About this task>
Write out every entry once more, character for character.

+===+

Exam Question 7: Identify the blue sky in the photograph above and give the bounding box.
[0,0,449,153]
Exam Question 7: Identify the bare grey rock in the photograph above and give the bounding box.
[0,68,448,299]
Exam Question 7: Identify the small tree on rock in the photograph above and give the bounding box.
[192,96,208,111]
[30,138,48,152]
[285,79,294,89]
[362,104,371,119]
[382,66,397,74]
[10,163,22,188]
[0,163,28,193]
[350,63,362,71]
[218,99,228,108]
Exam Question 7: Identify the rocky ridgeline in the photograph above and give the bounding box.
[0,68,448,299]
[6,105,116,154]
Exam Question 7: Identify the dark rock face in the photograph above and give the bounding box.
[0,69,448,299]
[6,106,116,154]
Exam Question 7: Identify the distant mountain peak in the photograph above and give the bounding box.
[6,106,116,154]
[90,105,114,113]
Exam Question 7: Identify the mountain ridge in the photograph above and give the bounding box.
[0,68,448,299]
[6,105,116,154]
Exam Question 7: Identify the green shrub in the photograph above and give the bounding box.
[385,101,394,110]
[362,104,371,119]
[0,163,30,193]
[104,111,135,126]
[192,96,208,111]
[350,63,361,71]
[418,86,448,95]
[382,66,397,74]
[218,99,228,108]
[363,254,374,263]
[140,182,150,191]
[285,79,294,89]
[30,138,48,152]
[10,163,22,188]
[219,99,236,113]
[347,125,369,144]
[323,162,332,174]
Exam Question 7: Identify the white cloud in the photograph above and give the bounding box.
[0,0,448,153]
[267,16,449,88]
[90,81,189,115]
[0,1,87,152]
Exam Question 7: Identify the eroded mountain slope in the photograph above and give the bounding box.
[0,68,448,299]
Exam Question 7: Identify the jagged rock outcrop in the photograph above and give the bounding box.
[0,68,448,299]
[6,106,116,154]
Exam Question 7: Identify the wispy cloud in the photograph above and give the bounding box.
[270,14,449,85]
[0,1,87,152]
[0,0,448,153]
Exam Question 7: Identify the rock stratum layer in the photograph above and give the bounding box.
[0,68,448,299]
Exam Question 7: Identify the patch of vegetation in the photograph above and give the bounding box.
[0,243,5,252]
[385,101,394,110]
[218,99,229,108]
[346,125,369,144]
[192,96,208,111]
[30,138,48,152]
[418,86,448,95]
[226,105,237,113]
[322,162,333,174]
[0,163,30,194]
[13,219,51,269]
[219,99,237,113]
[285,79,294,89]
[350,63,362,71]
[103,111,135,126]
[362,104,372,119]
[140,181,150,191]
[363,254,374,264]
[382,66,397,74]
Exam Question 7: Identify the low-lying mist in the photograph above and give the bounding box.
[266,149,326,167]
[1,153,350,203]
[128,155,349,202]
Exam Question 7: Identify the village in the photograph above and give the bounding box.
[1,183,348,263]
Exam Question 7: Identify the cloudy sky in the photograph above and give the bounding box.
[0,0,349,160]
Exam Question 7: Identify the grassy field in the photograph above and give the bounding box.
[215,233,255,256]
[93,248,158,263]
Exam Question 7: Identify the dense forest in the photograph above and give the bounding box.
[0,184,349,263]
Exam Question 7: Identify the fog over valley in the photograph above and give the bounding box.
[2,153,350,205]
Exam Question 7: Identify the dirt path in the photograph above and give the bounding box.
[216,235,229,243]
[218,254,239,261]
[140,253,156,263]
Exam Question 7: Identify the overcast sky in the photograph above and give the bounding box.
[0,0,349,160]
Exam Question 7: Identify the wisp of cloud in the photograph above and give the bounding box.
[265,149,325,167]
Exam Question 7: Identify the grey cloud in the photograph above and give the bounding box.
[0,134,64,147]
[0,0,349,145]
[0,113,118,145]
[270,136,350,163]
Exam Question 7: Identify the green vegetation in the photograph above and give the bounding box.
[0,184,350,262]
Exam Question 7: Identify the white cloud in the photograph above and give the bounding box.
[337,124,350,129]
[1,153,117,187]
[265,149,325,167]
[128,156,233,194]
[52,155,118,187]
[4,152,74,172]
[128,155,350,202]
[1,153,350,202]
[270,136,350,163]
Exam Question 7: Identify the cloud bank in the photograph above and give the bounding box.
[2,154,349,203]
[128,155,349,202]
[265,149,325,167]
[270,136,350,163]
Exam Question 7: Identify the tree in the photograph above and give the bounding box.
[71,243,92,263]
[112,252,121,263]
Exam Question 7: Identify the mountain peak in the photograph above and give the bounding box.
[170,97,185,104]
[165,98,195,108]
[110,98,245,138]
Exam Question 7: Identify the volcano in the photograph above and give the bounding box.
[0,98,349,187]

+===+

Task answer>
Exam Question 7: Identify the blue sky in the photograph above and give the bounding box.
[0,0,449,153]
Exam Question 7: Identify the bare grey rock in the photograph above and give the bounding box.
[0,68,448,299]
Exam Question 7: Identify the small tree on rock in the photograph above and give the bounding box.
[192,96,208,111]
[30,138,48,152]
[285,79,294,89]
[362,104,371,119]
[382,66,397,74]
[10,163,22,188]
[0,163,28,193]
[350,63,362,71]
[218,99,228,108]
Exam Question 7: Identify the rocky ridgeline in the photograph above and give the bounding box.
[0,68,448,299]
[6,105,116,154]
Exam Question 7: Identify the dark rock face in the photograph above and give the bounding box.
[0,69,448,299]
[6,106,116,154]
Exam Question 7: Identify the distant mountain peak in the photograph above and give the bounding box.
[6,106,116,154]
[90,105,114,113]
Exam Question 7: Identify the mountain ridge in the photograph above and give the bounding box.
[0,68,448,299]
[6,105,116,154]
Exam Question 7: Identify the green shrub in the photograph above and give the bounding box.
[385,101,394,110]
[362,104,371,119]
[0,163,30,193]
[104,111,135,126]
[192,96,208,111]
[350,63,361,71]
[418,86,448,95]
[382,66,397,74]
[218,99,228,108]
[363,254,374,263]
[140,182,150,191]
[285,79,294,89]
[30,138,48,152]
[10,163,22,188]
[219,99,236,113]
[347,125,369,144]
[323,162,332,174]
Exam Question 7: Identify the white cloud in the photograph above and give the bounding box.
[0,0,448,153]
[267,16,449,88]
[90,81,189,115]
[0,1,87,152]
Exam Question 7: Identify the eroded mountain slope in the photograph above and give the bounding box.
[0,68,448,299]
Exam Question 7: Identify the jagged rock outcrop in the photograph above and give the bounding box.
[0,68,448,299]
[6,106,116,154]
Exam Question 7: Identify the wispy cloud in the photograph above and give the bounding box.
[270,14,449,85]
[0,1,87,152]
[0,0,448,153]
Exam Question 7: Identify the rock stratum layer in the photograph above and give the bounding box.
[0,68,448,299]
Exam Question 7: Identify the patch of vegetation in the photograph above and give the bounding box.
[0,243,5,252]
[385,101,394,110]
[218,99,229,108]
[346,125,369,144]
[192,96,208,111]
[30,138,48,152]
[418,86,448,95]
[226,105,237,113]
[322,162,333,174]
[0,163,30,194]
[13,219,51,269]
[219,99,237,113]
[285,79,294,89]
[350,63,362,71]
[103,111,135,126]
[362,104,372,119]
[140,181,150,191]
[363,254,374,264]
[382,66,397,74]
Exam Question 7: Identify the low-lying mist in the photograph above and give the bounding box.
[266,149,326,167]
[1,153,350,203]
[128,155,349,202]
Exam Question 7: Identify the village in the photograph above and give the bounding box.
[1,183,348,263]
Exam Question 7: Identify the cloudy sky in the photograph above and give the bounding box.
[0,0,349,160]
Exam Question 7: Identify the grassy field in the photograph above and give the bounding box.
[215,233,255,256]
[93,248,158,263]
Exam Question 7: Identify the dense forest in the photograph above and give the bounding box.
[0,184,349,263]
Exam Question 7: Identify the fog over valley in the photograph above and give the bounding box.
[2,153,350,205]
Exam Question 7: Identify the dirt path in the photograph above and give the bounding box.
[216,235,229,243]
[218,254,239,261]
[140,253,156,263]
Exam Question 7: Identify the overcast sky in the photograph above and give the bounding box.
[0,0,349,160]
Exam Question 7: Identify the wisp of cloud in the photograph above and give the bounding box.
[265,149,325,167]
Exam Question 7: Identify the grey cloud in the photograph above and give the bounding box.
[0,134,64,147]
[0,0,349,145]
[0,113,118,145]
[270,136,350,163]
Exam Question 7: Identify the green vegetation in the photograph above and give the bounding box.
[0,184,350,262]
Exam Question 7: Identify the white cloud in the photograph above and give the bounding box.
[337,124,350,129]
[1,153,117,187]
[265,149,325,167]
[128,156,233,194]
[52,155,118,187]
[4,152,74,172]
[128,155,350,202]
[1,153,350,202]
[270,136,350,163]
Exam Question 7: Identify the cloud bank in the photograph above and give the bounding box.
[2,154,349,203]
[128,155,349,202]
[265,149,325,167]
[270,136,350,163]
Exam Question 7: Identify the tree in the photograph above and give the bounding box.
[71,243,92,263]
[112,252,121,263]
Exam Question 7: Identify the mountain peak in the photograph above and give the bounding box.
[170,97,185,104]
[165,98,195,108]
[110,98,245,138]
Exam Question 7: Identify the volcano in the photograph above and give the bounding box.
[0,98,349,187]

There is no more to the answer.